**EXERCISE DETAILS:**
Collect and copy out every line in the rows below that contains the word "outline".

**MATERIAL:**
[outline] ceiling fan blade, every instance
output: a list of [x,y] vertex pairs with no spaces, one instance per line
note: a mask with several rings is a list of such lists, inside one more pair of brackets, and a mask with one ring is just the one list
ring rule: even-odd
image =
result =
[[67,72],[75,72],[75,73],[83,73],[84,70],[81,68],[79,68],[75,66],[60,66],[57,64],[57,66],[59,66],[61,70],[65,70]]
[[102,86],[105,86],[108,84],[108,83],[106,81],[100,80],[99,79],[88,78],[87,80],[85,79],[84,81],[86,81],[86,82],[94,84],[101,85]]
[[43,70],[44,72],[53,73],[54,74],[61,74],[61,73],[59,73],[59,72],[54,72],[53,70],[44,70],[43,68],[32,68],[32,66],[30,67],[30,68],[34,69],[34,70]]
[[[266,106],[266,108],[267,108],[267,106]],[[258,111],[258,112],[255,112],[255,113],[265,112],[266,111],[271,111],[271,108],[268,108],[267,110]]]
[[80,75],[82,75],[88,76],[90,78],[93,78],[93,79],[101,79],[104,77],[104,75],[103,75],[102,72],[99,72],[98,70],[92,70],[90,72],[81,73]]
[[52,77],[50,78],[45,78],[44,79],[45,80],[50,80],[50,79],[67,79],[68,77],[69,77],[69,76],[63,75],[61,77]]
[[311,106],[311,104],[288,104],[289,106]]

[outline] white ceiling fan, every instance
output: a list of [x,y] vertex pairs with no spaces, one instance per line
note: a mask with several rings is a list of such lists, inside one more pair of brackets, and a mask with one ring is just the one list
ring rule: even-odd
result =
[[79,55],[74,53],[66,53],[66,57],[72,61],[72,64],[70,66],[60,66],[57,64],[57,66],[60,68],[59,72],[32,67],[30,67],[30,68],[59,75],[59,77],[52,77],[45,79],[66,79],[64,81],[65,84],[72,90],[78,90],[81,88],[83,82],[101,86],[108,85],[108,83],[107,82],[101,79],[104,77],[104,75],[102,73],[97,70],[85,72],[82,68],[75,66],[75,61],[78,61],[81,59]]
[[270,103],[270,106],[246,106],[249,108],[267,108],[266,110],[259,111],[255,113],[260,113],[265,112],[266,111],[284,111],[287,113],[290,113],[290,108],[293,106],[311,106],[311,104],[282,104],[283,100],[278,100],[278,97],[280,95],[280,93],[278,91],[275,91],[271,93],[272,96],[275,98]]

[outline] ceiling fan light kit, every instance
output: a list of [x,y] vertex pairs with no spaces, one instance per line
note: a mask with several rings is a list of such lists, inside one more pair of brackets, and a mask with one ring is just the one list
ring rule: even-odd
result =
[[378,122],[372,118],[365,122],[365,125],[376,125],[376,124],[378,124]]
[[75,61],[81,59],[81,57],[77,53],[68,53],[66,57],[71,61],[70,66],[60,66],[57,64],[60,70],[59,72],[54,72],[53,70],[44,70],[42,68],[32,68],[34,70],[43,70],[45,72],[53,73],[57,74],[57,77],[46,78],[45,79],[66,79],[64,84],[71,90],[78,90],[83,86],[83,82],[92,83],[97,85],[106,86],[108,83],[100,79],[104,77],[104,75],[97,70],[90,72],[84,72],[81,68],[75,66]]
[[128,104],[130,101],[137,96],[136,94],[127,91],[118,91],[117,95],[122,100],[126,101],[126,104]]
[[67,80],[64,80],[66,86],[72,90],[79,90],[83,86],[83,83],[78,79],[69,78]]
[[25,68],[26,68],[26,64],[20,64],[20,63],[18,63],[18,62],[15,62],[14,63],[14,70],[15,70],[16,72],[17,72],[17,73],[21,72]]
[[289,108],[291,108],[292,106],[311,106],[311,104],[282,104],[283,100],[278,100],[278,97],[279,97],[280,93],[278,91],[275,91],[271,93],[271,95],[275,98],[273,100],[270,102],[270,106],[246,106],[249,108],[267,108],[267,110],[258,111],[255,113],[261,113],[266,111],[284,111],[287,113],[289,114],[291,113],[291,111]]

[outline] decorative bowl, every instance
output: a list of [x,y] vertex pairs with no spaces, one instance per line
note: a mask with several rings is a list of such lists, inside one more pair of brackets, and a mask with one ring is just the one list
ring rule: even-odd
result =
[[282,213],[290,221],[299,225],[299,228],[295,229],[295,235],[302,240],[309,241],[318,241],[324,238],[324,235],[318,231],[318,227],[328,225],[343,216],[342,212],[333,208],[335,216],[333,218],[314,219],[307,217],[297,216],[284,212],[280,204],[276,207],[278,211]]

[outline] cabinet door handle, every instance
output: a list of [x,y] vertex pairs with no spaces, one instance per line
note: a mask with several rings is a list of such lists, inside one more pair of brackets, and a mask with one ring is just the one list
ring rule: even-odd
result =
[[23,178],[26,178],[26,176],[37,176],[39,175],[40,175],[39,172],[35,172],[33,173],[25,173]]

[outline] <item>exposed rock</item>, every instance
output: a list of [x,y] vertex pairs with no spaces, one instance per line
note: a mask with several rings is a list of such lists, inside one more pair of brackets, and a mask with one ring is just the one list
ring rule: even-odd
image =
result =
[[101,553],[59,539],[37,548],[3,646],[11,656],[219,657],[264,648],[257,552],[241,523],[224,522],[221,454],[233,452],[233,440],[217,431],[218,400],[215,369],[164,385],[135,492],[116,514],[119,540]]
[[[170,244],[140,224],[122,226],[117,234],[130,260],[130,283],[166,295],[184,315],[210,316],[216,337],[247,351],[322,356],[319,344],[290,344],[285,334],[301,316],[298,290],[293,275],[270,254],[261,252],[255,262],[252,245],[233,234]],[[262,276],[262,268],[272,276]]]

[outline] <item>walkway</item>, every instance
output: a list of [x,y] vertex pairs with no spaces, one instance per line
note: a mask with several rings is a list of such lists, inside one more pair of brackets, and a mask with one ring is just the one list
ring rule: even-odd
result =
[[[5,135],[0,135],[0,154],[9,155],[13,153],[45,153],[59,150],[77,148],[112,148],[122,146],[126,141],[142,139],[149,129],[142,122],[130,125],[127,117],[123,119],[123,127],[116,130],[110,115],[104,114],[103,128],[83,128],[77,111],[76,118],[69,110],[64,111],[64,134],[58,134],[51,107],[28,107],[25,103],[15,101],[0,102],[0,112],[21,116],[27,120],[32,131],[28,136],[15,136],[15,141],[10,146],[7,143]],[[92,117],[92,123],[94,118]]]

**EXERCISE RESPONSE:**
[outline] ceiling fan blade, every instance
[outline] white ceiling fan, every instance
[outline] ceiling fan light kit, every instance
[outline] decorative bowl, every instance
[outline] cabinet door handle, every instance
[outline] <item>exposed rock</item>, every instance
[outline] <item>walkway</item>, every instance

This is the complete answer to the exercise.